- _Источник_:
Ознакомительная версия.
Счастливая толпа, гневная толпа, колеблющаяся толпа, свет, блеснувший на мгновение (особенно - среди интеллигенции и рабочих), и кровавый развал всего, и искусственно продлеваемая война, преступно и бессмысленно подогреваемый патриотизм, дешевый и вредный, и слова, слова, и неумение сделать то, что нужно, - все было в ту весну и в то лето, кроме быстрых, верных и необходимых мер. Не было гения, а когда пришел Октябрь, то мы все оказались не с ним (даже Горький в своих "Несвоевременных мыслях"), потому что мы не могли принять ни "немецких денег", ни постепенного уничтожения целых классов населения, ни грозящей гибели двух поколений интеллигенции, ни "все позволено" ленинской идеологии, ни снижения культуры, ни ставки на мировую революцию.

- _Описание задания_:
Воспроизведите без изменений фрагмент текста о той весне и том лете, который начинается со слов «Счастливая толпа, гневная» и заканчивается словами «на мировую революцию.».

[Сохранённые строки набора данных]
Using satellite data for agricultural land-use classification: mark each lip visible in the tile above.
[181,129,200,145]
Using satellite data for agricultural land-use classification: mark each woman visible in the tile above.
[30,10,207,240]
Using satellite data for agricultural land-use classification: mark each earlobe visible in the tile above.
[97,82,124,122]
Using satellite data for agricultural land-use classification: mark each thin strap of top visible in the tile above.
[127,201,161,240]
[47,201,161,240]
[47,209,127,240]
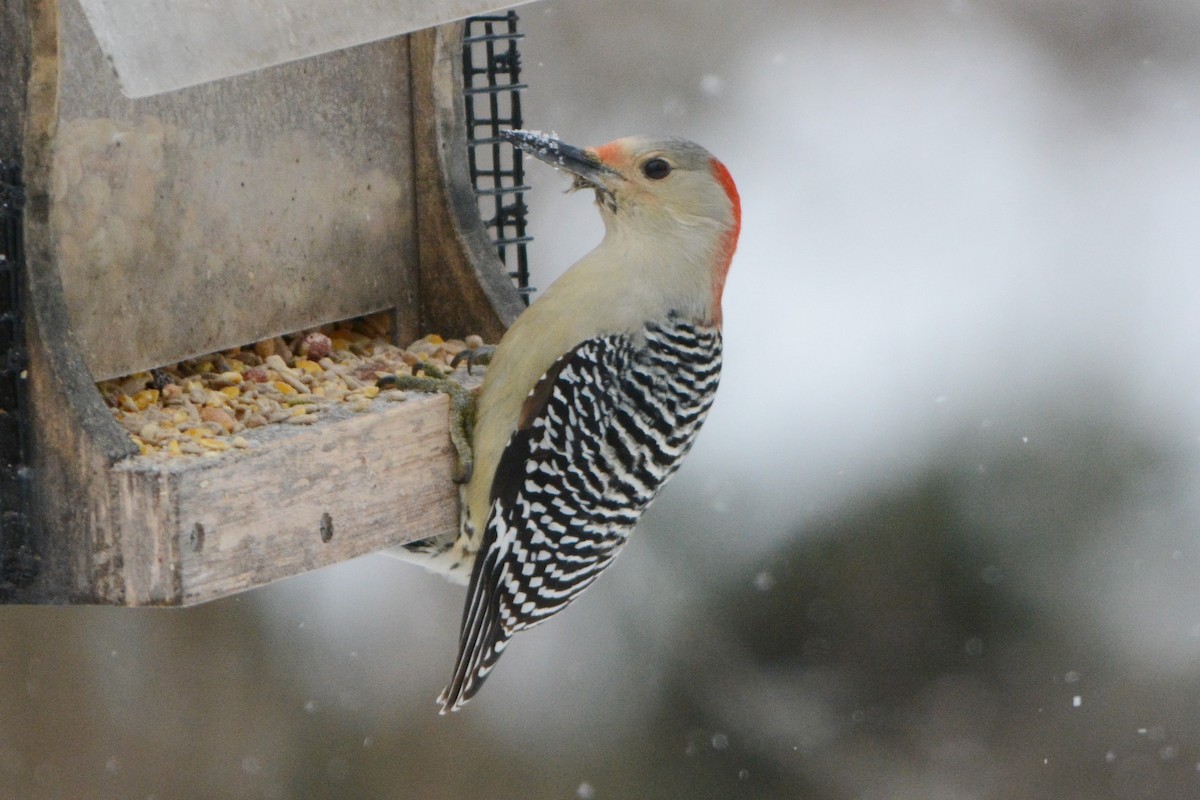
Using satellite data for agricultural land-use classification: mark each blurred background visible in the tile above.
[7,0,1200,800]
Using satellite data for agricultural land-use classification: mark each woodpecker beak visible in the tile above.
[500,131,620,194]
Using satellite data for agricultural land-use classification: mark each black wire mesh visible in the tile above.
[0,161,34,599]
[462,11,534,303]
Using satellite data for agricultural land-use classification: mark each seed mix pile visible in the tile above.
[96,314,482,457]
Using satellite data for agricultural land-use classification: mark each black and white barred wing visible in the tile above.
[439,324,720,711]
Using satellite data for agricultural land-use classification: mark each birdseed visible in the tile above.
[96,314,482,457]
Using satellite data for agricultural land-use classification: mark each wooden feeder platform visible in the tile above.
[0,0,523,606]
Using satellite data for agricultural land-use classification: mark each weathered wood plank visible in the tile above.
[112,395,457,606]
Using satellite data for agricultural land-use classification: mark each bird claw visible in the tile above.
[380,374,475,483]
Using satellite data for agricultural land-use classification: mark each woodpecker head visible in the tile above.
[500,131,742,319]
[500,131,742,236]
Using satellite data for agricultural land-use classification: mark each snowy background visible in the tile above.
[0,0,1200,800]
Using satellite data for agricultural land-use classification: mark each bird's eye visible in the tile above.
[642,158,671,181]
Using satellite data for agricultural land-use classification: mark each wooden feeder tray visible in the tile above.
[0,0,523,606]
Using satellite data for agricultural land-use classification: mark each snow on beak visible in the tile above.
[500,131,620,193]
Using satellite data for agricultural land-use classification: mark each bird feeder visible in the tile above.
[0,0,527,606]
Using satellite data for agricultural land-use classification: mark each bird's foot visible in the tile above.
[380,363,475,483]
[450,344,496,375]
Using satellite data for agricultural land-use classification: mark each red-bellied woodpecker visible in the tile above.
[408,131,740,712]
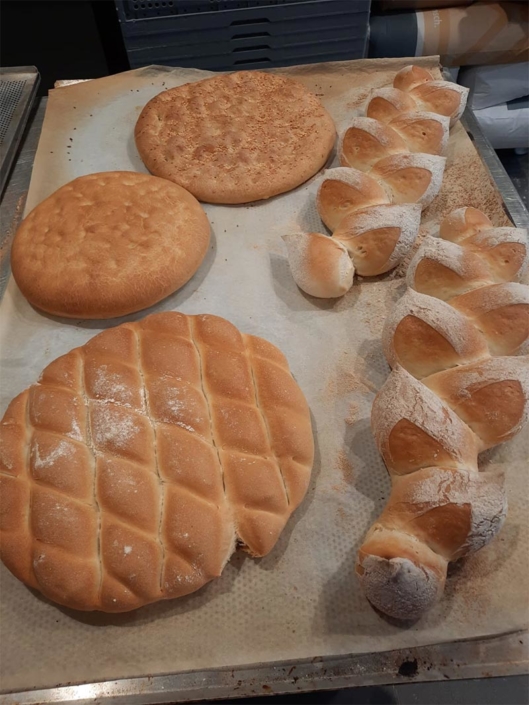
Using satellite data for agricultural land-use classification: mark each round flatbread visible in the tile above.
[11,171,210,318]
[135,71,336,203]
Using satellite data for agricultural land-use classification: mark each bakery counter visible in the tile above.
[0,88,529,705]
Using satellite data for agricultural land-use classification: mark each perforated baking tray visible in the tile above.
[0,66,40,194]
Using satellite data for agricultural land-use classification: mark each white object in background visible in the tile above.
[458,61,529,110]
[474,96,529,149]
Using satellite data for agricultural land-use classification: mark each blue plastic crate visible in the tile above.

- _Результат упражнения_:
Счастливая толпа, гневная толпа, колеблющаяся толпа, свет, блеснувший на мгновение (особенно - среди интеллигенции и рабочих), и кровавый развал всего, и искусственно продлеваемая война, преступно и бессмысленно подогреваемый патриотизм, дешевый и вредный, и слова, слова, и неумение сделать то, что нужно, - все было в ту весну и в то лето, кроме быстрых, верных и необходимых мер. Не было гения, а когда пришел Октябрь, то мы все оказались не с ним (даже Горький в своих "Несвоевременных мыслях"), потому что мы не могли принять ни "немецких денег", ни постепенного уничтожения целых классов населения, ни грозящей гибели двух поколений интеллигенции, ни "все позволено" ленинской идеологии, ни снижения культуры, ни ставки на мировую революцию.